### WORK INSTRUCTIONS
An exact copy of every entry below is needed.

### TASK INPUTS
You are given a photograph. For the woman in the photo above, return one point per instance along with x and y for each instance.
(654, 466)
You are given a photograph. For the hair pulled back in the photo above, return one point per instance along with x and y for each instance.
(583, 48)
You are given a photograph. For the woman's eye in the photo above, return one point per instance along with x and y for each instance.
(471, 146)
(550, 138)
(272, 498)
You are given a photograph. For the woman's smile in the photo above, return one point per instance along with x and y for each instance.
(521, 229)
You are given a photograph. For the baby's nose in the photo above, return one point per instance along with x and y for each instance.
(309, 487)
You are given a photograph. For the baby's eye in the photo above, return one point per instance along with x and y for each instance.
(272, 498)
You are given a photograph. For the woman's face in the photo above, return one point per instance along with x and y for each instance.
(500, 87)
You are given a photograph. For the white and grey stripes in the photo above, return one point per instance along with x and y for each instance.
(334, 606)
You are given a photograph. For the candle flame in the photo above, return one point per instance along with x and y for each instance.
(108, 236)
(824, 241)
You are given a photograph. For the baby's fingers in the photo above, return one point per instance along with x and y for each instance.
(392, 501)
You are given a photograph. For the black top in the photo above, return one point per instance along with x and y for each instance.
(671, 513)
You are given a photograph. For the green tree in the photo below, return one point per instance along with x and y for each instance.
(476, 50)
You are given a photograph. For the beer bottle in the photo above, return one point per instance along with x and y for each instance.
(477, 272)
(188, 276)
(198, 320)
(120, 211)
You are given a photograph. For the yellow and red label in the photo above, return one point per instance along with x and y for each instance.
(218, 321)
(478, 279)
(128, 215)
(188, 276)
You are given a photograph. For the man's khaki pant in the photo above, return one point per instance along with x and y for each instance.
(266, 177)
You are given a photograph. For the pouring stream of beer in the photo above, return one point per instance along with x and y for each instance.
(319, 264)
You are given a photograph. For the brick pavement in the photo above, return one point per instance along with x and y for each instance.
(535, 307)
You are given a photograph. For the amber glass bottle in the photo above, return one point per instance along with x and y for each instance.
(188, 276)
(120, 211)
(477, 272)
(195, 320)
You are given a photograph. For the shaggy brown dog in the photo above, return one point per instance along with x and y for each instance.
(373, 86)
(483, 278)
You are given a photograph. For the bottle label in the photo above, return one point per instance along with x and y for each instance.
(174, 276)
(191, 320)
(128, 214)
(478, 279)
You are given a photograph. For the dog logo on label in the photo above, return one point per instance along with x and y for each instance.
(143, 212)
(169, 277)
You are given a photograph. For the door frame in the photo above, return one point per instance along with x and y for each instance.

### RESPONSE BOX
You are given a photograph. For the woman in the photo above, return one point per instance along with x and y for each instance.
(654, 466)
You are given a photograph. For the hair pulled back in the photo above, return one point per instance along with x and y for each instance.
(583, 48)
You are given a photograph. For the woman's eye in the photo above, return one point per instance along with x and y for each instance.
(471, 146)
(550, 138)
(272, 498)
You are given a photograph. For the woman's smile in the photo above, return one point per instance along with x and y for each instance.
(521, 229)
You are given a photograph. For the baby's nose in the photo above, return one point per instance along with x and y for each instance.
(309, 487)
You are given a photograph. For the baby's eye in the photo above, return one point per instance along with x and y for each instance.
(272, 498)
You are given a photograph. For the woman's face in the photo above, return one point per instance along with x and y for each instance.
(500, 87)
You are given a photograph. For the white and grey stripes in the photo above, return one point per instance along with x and y for each instance.
(334, 606)
You are given a photograph. For the candle flame in the photo above, return one point per instance along with x and y for each instance.
(108, 236)
(824, 241)
You are given a photograph. For the baby's fingers in the photo above, return one point per instance along with x and y for each instance.
(392, 501)
You are given a photograph. For the black top in the photo above, return one point per instance along with x and y for each instance.
(671, 513)
You are given a photograph. For the green tree in the photo below, return one point per instance along with x and y for each instance.
(476, 50)
You are given a photograph. For the beer bottle in the photo above, return one point per instance along with x and y for each instance.
(477, 272)
(188, 276)
(198, 320)
(120, 211)
You are given a photograph. For the yellow and red label in the photo above, return one point per instance along with x and y for each instance.
(218, 321)
(478, 279)
(128, 215)
(188, 276)
You are given a photograph. For the man's khaki pant in the photo above, return one point per instance along with x and y for each instance.
(266, 177)
You are given a photograph. For the pouring stream of beer in the photo above, return one point per instance along with x and y for each instance.
(319, 264)
You are given a photograph. For the brick pavement in the photo above, return one point per instance along with x and y for each instance.
(535, 307)
You are given a photograph. For the amber glass bottle in the photo above, return one point per instance along with x and y for each instance.
(188, 276)
(120, 211)
(477, 272)
(195, 320)
You are given a photograph. For the shaggy brown dog in the photo above, return one point per instance along with x and y for each instance.
(373, 86)
(483, 278)
You are given a photograph. For the bottle label in the photo above, return one point per instance along with x and y for each instance.
(174, 276)
(191, 320)
(128, 214)
(478, 279)
You are given a photograph. For the dog logo on label in the photo above, return one point per instance along with x and y for each instance.
(143, 212)
(169, 277)
You are given a photograph. For the door frame in the photo above, return one point per instance along with x and y for each instance.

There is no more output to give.